Collected data entries:
__________

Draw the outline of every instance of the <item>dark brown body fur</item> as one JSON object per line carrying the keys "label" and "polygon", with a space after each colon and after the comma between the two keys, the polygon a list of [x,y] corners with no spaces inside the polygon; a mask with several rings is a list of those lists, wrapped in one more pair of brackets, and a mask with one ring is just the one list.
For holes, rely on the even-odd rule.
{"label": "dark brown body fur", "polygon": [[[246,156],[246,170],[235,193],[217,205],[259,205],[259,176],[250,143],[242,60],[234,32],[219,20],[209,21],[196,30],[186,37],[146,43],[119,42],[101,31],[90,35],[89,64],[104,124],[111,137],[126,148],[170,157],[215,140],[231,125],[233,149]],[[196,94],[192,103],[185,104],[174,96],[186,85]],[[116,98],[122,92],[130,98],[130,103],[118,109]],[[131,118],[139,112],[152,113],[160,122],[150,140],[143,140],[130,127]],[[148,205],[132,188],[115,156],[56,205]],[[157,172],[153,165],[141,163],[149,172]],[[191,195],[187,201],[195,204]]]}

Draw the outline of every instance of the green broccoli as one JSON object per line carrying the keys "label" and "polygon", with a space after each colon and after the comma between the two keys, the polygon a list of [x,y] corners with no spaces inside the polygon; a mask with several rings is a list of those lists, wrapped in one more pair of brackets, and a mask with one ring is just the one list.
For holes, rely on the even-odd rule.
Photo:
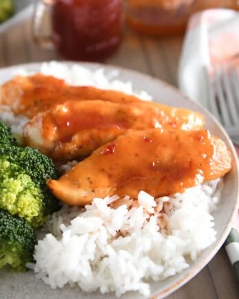
{"label": "green broccoli", "polygon": [[16,145],[16,142],[12,135],[10,127],[0,122],[0,148],[6,148],[12,145]]}
{"label": "green broccoli", "polygon": [[0,22],[11,16],[14,11],[12,0],[0,0]]}
{"label": "green broccoli", "polygon": [[0,136],[5,136],[8,146],[0,142],[0,208],[25,218],[38,228],[60,208],[46,184],[47,179],[58,179],[58,171],[52,161],[38,150],[18,146],[14,140],[8,140],[7,132],[8,126],[1,124]]}
{"label": "green broccoli", "polygon": [[25,271],[36,243],[35,232],[25,219],[0,209],[0,269]]}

__________

### WHAT TO PRODUCE
Could you turn the lines starting at the one that contains "Draw the outline of every instance of the green" and ending at the last of the items into a JSON list of strings, one string per line, with blank lines and the pictures left out?

### FULL SOLUTION
[
  "Draw the outline of every instance of the green broccoli as one JSON object per line carrying the keys \"label\" and \"polygon\", with a space after each colon and after the comma between the two keys, the polygon a list of [x,y] corners with no spaces inside the polygon; a mask with several rings is a list of those lists, wrapped in one more pair of brackets, and a mask with one ring is just the one list.",
  "For holes, rely on the even-odd rule.",
  "Photo:",
  "{\"label\": \"green broccoli\", \"polygon\": [[16,145],[16,142],[12,135],[10,127],[0,122],[0,148],[6,148],[12,145]]}",
  "{\"label\": \"green broccoli\", \"polygon\": [[0,22],[11,16],[14,11],[12,0],[0,0]]}",
  "{\"label\": \"green broccoli\", \"polygon\": [[0,136],[5,136],[8,146],[0,142],[0,208],[25,218],[38,228],[60,208],[46,184],[47,179],[58,179],[58,171],[52,161],[38,150],[18,146],[14,140],[8,140],[7,132],[8,126],[1,124]]}",
  "{\"label\": \"green broccoli\", \"polygon\": [[25,271],[36,243],[35,232],[25,219],[0,209],[0,269]]}"
]